→ **Short exercise**
Using the Tigase issue thread below, say whether each statement agrees with it, answering yes or no and quoting the words that settle it. (a) Each of the two servers runs both a Tigase Server instance and a Tigase MUC instance. (b) The wrong routing happens only with pings. (c) For presence stanzas, the to address is what leads Tigase to the wrong decision.

→ **Given passage**
Projects tigase _server server-core Issues #198
Tigase chooses wrong component to route traffic to (#198)
Closed
Rui Ferrao opened 1 decade ago

I have a Tigase Cluster configured with two MUCs in a load balanced setup exactly as described here :

http://www.tigase.org/content/load-balancing-external-components-cluster-mode

My setup uses two different servers, each one running an instance of Tigase Server and an Instance of Tigase Muc.

So server one has XMPP1 + MUC1 and server two has XMPP2 + MUC2

Everything seems to work fine except for one thing, which is the MUC ping functionality.

Let's say i connect i user to XMPP2. I then create a new room (get's created in MUC2). MUC 2 pings the user.

I see the following traffic :

Ping MUC2 -> XMPP2 -> User

Ping result User -> Ping result -> XMPP2 -> MUC1

Muc one then returns an error back, as the room is not residing there.

I hope the explanation is clear enough, i am still trying to go through the code and see if i can pinpoint the problem, but decided to open the bug immediately.

Rui Ferrao commented 1 decade ago

Actually i realized the problem with MUC load balancing and Tigase choosing the wrong component is not happening to pings only.

In the same scenario as above, this also happens to other types of traffic, such as presence stanzas, although due to a different reason.

This time is not the to address that causes Tigase to make the wrong decision, but the fact that traffic coming from the cluster connection is not taken in to account for this decision by tigase.server.ext.ComponentProtocol.getXMPPIOService().

→ **Data lines**
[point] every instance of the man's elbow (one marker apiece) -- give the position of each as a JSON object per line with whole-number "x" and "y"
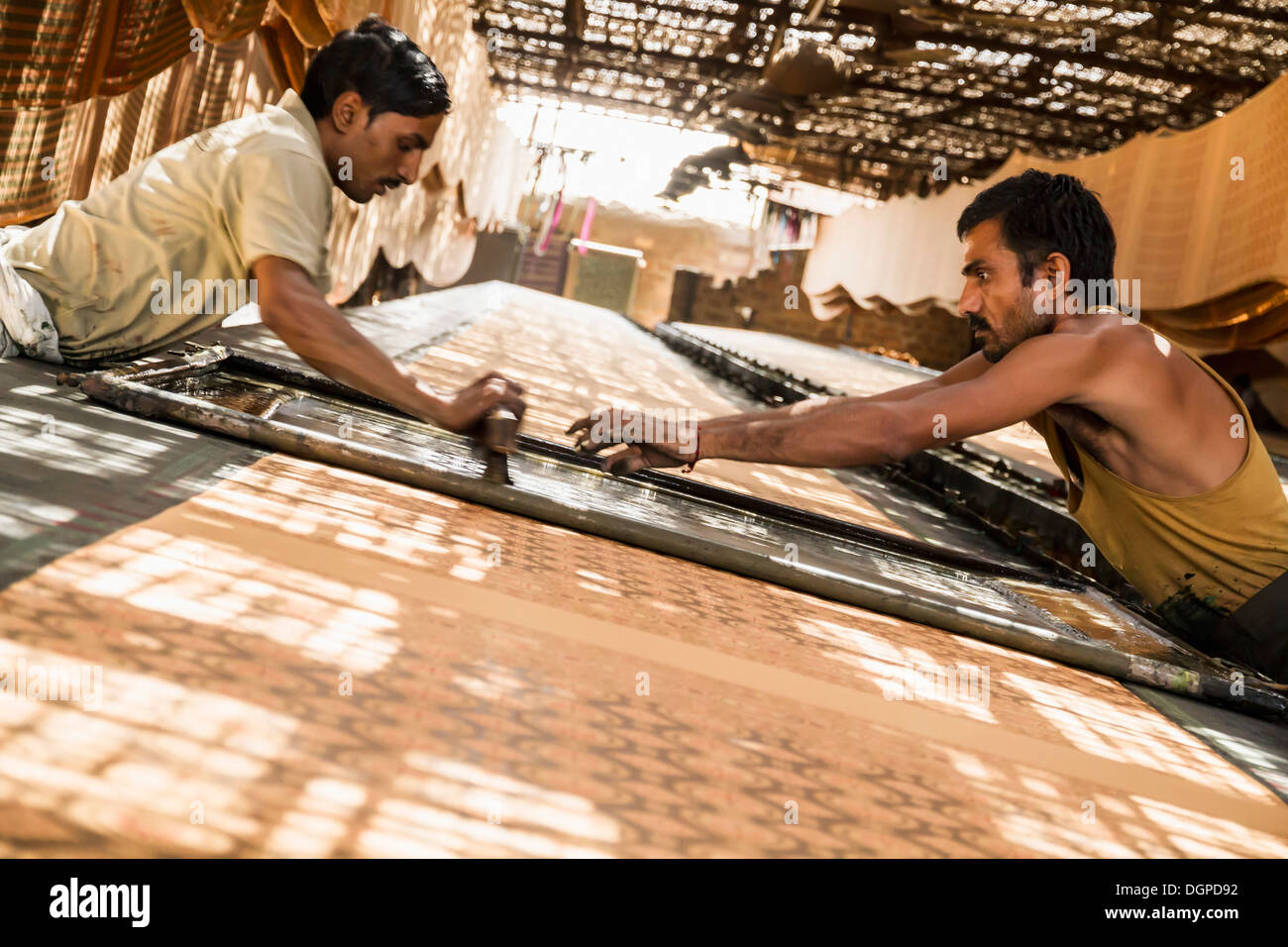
{"x": 898, "y": 436}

→ **Output of the exercise**
(a) Yes: "each one running an instance of Tigase Server and an Instance of Tigase Muc"
(b) No: "is not happening to pings only"
(c) No: "This time is not the to address that causes Tigase to make the wrong decision"